# To do
A - In the text about women and the Tokyo Olympics, who replaced Yoshiro Mori as president of the organizing committee?
B - Rewrite the part of the text about women and the Tokyo Olympics starting with "Leading up to" and going on through "in a statement.", putting "planning committee" in place of "organizing committee" every time it appears.
C - Write the next part of the text about women and the Tokyo Olympics, picking up after its final sentence.

# Study text

The IOC has also been working to improve the representation of women within the organization itself, where women currently make up 33.3% of the IOC executive board and 37.5% of IOC members.
Leading up to the games, organizers for the Tokyo Olympics have also faced criticism over comments and policies impacting women.
In February, Yoshiro Mori, then-president of the Tokyo Olympics organizing committee, resigned following backlash over sexist comments he made suggesting women talk too much in meetings. He was replaced by a woman, Seiko Hashimoto, who is a decorated Olympian.
After several breastfeeding athletes spoke out against a pandemic-based policy that banned athletes' family members from traveling to Tokyo, the organizing committee adjusted its policy to allow nursing mothers to bring their children "after careful consideration of the unique situation" those athletes faced, it said in a statement.
"If we want to support female athletes, part of being a female athlete is also having a family and if you want to support me as a complete athlete, you should be able to make room for my family," U.S. Olympic marathoner Aliphine Tuliamuk, who gave birth to a daughter in January and fought to bring her still-nursing child to Tokyo, told "Good Morning America" last week. "You can't just talk about supporting women and then not actually support them."
The case of Canadian boxer Mandy Bujold also highlighted the unique circumstances facing female athletes with families. Bujold's Olympic qualifying tournament was canceled due to the pandemic, and she was either pregnant or on maternity leave for the tournaments that ended up deciding the Olympic rankings. The IOC denied her request to have her pre-pregnancy ranking recognized, though Bujold won an appeal to the Court of Arbitration for Sport and will be competing in Tokyo. The IOC had said in a statement that as a result, it may have to "make decisions that would prove detrimental to other athletes," though accepted her entry "as a matter of exception."

(Saved data entries)
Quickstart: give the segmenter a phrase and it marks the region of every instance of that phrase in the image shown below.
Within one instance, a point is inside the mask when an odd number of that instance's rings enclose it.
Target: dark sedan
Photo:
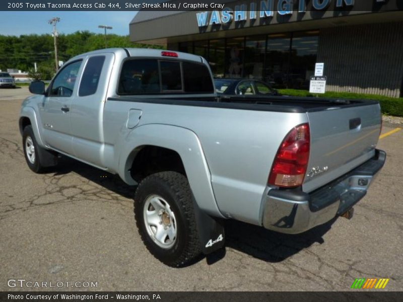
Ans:
[[[216,92],[220,95],[278,96],[275,89],[263,82],[250,79],[216,79]]]

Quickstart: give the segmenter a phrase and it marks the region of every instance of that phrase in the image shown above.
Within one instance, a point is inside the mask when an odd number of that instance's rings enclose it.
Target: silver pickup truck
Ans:
[[[186,53],[89,52],[30,91],[31,170],[63,155],[138,184],[139,233],[172,266],[223,247],[226,219],[297,234],[351,215],[386,158],[377,102],[218,99],[208,62]]]

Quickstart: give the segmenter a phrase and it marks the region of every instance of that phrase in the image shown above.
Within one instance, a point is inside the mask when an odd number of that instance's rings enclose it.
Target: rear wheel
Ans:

# Responses to the tasks
A - Seiko Hashimoto, a decorated Olympian.

B -
Leading up to the games, organizers for the Tokyo Olympics have also faced criticism over comments and policies impacting women.
In February, Yoshiro Mori, then-president of the Tokyo Olympics planning committee, resigned following backlash over sexist comments he made suggesting women talk too much in meetings. He was replaced by a woman, Seiko Hashimoto, who is a decorated Olympian.
After several breastfeeding athletes spoke out against a pandemic-based policy that banned athletes' family members from traveling to Tokyo, the planning committee adjusted its policy to allow nursing mothers to bring their children "after careful consideration of the unique situation" those athletes faced, it said in a statement.

C -
These situations, though spawned by unprecedented circumstances, only further highlight the challenges parenting athletes face, Axelson said.
"The circumstances for this year certainly add an extra layer of scrutiny and complexity to it, but it's a challenge that athletes who are parents, or breastfeeding moms, they will face every year regardless of whether or not we are enduring a global pandemic," she said. "They're still a parent, they still have to figure out how to train and compete with a child."
Earlier this month, the Women's Sports Foundation and Athleta announced a program that commits $200,000 to help fund child care costs for professional mom-athletes who are traveling to competitions. The first recipients of the Power of She Fund, who will each get $10,000, include six athletes headed to the Tokyo Olympics.
"Parenthood should not be the barrier to athletic participation or athletic success," Axelson said.
For Cooky, it's challenging to talk about progress in gender equality when women are sometimes subjected to "problematic dynamics as a part of their participation," such as abuse.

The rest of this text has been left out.